→ EXERCISE
An exact copy of all the lines below is required, with every image left out.

→ Dataset entries
- - -

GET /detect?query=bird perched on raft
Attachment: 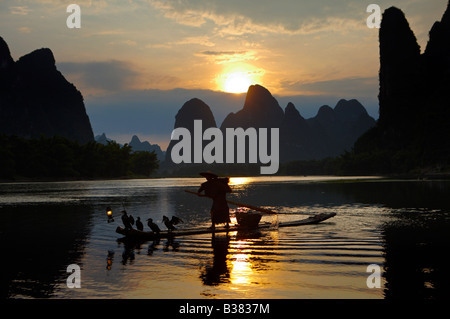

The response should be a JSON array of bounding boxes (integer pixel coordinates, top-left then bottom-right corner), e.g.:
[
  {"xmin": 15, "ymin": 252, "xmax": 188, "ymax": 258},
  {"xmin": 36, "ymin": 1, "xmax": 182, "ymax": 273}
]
[
  {"xmin": 147, "ymin": 218, "xmax": 161, "ymax": 234},
  {"xmin": 121, "ymin": 210, "xmax": 133, "ymax": 230},
  {"xmin": 162, "ymin": 215, "xmax": 183, "ymax": 232},
  {"xmin": 136, "ymin": 217, "xmax": 144, "ymax": 231}
]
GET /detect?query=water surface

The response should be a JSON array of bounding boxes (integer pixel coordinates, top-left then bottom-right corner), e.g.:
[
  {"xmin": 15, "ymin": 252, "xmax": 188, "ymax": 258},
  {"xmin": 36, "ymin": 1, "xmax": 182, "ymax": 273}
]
[{"xmin": 1, "ymin": 176, "xmax": 450, "ymax": 299}]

- - -

→ RESPONSE AREA
GET /detect?query=bird perched on raft
Attachment: 

The response should be a JSON array of bounding boxes (integer pixel coordinates, top-left then bottom-right corner), e.g.:
[
  {"xmin": 15, "ymin": 252, "xmax": 188, "ymax": 258},
  {"xmin": 36, "ymin": 1, "xmax": 182, "ymax": 273}
]
[
  {"xmin": 147, "ymin": 218, "xmax": 161, "ymax": 234},
  {"xmin": 121, "ymin": 210, "xmax": 133, "ymax": 230},
  {"xmin": 162, "ymin": 215, "xmax": 183, "ymax": 232},
  {"xmin": 136, "ymin": 217, "xmax": 144, "ymax": 231}
]
GET /detect?query=water surface

The response should be a JSON array of bounding boxes (integer pixel coordinates, top-left then bottom-right corner), e.g.:
[
  {"xmin": 15, "ymin": 252, "xmax": 188, "ymax": 258},
  {"xmin": 36, "ymin": 1, "xmax": 182, "ymax": 273}
]
[{"xmin": 1, "ymin": 176, "xmax": 450, "ymax": 299}]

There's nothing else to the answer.